BEGIN DOCUMENT PASSAGE

I have always been a Christian, but I have not always lived a godly, faith-filled life. My sins were huge, but thankfully God is a forgiving God. Nothing brought me to my knees like being diagnosed with a stage-four terminal cancer, and the hope that was found is amazing.

Soon after diagnosis, I had this overwhelming desire to read the Bible. I can tell you that I soon was overcome by a sense of peace and a close relationship with my savior, Jesus Christ.

After about two years of chemotherapy and severe toxicity, I found a clinical trial. It involved the initial chemo to deplete my immune system, but after that it was my body fighting the cancer.

I have always felt that this was a gift from God, the way I found it and how it all took place. I believe in the power of prayer and in miracles. I had so many people praying for me, it was incredible. Prayer is the best gift and best medicine ever. In March 2012, two years after diagnosis, I entered into this trial.

The first week I received chemo not to treat the cancer but to suppress my immune system. The second week they infused 42.6 billion of my T-cells into me. The third and fourth weeks helped me to recover enough to go home.

The first six months after treatment, my tumors shrank. The next six months they stayed stable, and then they slowly started to grow again. It was during this time that the scientists were able to sequence my tumor and find the exact T-cell to respond to one of my 26 mutations.

END DOCUMENT PASSAGE
BEGIN INFORMATION PROVIDED

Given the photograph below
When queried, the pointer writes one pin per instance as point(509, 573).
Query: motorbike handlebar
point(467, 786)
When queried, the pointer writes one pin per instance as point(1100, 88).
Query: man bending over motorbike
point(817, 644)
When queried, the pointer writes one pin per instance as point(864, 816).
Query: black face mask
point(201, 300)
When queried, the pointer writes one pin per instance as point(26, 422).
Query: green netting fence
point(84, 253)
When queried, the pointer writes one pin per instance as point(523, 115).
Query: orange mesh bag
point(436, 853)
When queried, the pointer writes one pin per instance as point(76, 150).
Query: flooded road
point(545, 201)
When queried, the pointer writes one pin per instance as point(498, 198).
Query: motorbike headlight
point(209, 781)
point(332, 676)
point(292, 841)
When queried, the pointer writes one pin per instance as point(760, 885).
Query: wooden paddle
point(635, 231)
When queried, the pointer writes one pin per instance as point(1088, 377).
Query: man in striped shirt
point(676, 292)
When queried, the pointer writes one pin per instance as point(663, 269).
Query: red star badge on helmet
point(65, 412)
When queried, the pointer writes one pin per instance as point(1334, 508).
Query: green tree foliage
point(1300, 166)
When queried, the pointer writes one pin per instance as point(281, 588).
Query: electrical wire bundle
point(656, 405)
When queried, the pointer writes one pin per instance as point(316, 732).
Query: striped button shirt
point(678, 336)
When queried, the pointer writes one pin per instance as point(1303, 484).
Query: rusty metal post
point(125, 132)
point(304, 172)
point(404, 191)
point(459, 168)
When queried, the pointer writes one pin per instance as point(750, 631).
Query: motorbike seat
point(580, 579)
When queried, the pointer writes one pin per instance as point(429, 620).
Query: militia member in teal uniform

END INFORMATION PROVIDED

- TASK GOAL:
In the account of the cancer clinical trial, how many T-cells were infused during the second week?

- SOLUTION BELOW:
42.6 billion